### Objective
In the passage on the repair to the gate, intercom and wall, why did she not lead the evidence of the contractor who did the repairs?

### Text passage
Repair to gate, intercom and wall
The repairs were done in 2006 by a
sole contractor. She did not keep the invoices of the cost of repairs. She
failed to lead his evidence because she could not locate him. She bought a new
gate. She sourced for quotations from suppliers and fitters who are in the
business of manufacturing gates, selling intercoms and repairing walls similar
to her own. She produced these quotations as exh 4. Raymond Alarms and Gates quoted an amount of
US$2 505-00 on 14 June 2010; Aderan Enterprises (Pvt) Ltd quoted an amount of US$2
280-00 on 15 June 2010 while Fencerite Services (Pvt) Ltd provided her a
quotation of US$2 970-00 on 16 June 2010.
Construction business
She stated that her late husband was
a builder by profession. He would buy undeveloped stands and build and then
dispose of the developed property. She produced three agreements of sale of the
properties that he developed and sold as exh 5. These were the property in Ruwa
that was sold for a cash sum of ZW$66 000-00 on 17 November 2000; the property
in Katanga in Norton that was sold for the cash sum of ZW$700 000-00 in March
2001 and the property in Good Hope, Marlborough, Harare that was sold for ZW$4
200 000-00, revalued, on 24 August 2006. She estimated, with great difficulty,
the profit margin from the construction business at 25 per centum.

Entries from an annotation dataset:
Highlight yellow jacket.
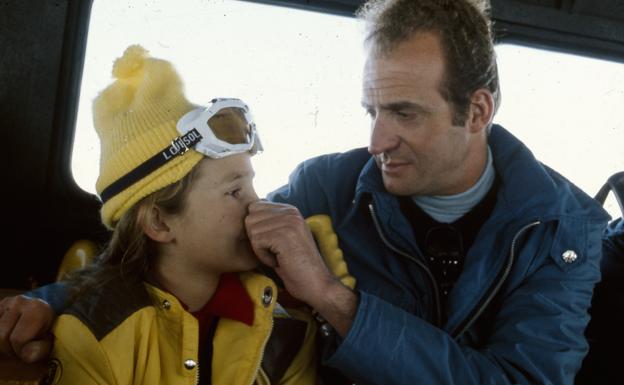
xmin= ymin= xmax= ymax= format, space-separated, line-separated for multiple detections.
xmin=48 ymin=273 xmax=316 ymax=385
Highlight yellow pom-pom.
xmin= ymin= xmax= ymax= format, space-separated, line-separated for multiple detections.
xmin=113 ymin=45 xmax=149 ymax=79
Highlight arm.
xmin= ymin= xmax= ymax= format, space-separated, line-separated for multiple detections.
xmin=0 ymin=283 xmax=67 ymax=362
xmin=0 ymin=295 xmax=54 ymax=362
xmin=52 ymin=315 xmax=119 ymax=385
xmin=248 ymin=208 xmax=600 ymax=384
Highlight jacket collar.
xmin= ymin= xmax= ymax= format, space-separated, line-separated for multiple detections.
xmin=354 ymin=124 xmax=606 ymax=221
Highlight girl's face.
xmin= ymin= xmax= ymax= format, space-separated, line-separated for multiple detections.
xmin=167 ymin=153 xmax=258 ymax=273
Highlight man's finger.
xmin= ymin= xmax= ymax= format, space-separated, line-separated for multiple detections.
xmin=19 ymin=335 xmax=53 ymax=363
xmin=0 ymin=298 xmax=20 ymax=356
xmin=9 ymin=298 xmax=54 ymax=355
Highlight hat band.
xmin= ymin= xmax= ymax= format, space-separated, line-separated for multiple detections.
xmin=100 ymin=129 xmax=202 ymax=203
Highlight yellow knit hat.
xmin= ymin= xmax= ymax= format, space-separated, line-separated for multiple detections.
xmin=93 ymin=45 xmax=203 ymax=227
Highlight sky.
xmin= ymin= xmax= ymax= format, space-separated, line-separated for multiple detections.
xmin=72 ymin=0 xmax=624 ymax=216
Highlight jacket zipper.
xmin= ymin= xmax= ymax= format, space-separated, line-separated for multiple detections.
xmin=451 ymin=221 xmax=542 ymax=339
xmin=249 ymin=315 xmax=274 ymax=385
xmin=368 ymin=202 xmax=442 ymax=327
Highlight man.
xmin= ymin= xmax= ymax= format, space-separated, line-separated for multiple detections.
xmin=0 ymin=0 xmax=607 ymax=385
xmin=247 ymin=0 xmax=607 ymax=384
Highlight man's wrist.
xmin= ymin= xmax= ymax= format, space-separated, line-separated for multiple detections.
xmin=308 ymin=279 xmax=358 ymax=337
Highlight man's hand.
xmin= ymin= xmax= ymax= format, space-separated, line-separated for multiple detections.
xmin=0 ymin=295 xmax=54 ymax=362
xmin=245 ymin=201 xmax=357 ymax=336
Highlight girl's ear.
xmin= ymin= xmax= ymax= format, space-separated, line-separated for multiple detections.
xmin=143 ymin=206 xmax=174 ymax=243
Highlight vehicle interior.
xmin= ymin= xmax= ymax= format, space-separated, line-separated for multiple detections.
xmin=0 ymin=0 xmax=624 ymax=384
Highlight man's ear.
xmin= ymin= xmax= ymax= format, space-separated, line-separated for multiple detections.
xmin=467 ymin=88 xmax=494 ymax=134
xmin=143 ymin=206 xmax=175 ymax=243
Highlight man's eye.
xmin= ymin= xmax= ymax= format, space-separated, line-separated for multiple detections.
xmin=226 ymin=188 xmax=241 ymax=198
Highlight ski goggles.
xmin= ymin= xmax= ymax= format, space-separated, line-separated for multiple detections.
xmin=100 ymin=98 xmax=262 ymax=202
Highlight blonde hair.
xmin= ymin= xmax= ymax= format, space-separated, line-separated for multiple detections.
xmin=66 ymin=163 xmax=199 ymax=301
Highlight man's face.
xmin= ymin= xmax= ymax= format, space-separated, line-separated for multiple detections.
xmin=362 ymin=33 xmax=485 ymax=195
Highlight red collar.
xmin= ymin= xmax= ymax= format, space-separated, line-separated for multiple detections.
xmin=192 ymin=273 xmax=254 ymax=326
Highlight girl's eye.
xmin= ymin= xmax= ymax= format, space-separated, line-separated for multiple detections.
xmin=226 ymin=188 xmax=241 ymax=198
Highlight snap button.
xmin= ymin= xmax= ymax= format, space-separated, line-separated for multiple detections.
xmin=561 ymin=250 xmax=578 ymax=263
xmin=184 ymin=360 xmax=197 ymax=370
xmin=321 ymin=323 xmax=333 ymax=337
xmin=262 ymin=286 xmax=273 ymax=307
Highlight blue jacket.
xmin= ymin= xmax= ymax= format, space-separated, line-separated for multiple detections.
* * *
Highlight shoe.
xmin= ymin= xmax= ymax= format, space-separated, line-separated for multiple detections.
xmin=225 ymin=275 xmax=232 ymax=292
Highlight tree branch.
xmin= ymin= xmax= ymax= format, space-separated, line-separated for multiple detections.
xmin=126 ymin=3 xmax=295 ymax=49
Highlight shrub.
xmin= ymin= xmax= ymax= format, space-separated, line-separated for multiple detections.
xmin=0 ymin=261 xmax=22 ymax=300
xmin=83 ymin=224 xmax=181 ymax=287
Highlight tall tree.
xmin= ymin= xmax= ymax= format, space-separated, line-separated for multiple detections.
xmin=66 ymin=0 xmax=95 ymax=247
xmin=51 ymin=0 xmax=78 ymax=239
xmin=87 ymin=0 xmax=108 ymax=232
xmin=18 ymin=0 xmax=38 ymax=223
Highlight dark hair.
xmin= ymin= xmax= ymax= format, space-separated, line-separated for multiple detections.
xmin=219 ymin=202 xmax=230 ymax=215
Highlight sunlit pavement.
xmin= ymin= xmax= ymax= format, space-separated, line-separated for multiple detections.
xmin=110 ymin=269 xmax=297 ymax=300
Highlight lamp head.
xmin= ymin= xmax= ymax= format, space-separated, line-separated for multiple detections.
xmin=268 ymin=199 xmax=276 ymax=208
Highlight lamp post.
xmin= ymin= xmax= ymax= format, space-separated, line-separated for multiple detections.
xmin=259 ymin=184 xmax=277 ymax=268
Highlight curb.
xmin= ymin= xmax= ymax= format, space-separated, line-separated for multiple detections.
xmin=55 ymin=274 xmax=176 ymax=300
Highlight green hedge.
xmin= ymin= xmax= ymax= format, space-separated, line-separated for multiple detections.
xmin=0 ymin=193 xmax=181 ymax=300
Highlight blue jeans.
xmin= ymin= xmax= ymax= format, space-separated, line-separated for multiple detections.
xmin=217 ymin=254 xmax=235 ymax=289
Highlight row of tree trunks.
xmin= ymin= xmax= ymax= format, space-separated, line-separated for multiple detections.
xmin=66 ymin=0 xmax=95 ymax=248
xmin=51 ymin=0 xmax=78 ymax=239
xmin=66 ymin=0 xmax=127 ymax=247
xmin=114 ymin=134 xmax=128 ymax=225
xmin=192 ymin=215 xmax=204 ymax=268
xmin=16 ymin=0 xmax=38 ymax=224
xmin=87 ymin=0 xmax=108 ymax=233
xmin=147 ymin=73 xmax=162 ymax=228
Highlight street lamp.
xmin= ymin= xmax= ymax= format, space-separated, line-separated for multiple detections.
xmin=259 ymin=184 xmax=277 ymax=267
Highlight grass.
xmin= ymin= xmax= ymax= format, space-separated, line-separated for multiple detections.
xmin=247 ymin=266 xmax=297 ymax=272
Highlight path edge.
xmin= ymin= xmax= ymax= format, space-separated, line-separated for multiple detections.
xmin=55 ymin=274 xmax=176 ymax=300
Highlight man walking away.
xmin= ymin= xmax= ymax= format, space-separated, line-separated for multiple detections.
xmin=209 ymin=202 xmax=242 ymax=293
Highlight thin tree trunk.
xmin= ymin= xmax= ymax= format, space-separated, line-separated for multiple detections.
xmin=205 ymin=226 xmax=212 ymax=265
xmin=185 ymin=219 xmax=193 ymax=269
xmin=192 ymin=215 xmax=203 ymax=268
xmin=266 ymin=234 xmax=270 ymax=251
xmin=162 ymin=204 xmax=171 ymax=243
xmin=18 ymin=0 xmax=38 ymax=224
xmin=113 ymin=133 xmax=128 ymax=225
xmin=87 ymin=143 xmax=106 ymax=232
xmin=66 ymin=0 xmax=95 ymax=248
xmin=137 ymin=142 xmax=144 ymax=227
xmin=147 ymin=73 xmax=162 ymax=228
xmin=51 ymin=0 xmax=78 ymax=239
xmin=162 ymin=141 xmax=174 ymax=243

### Exercise output
She did not lead the evidence of the sole contractor who did the repairs in 2006 because she could not locate him.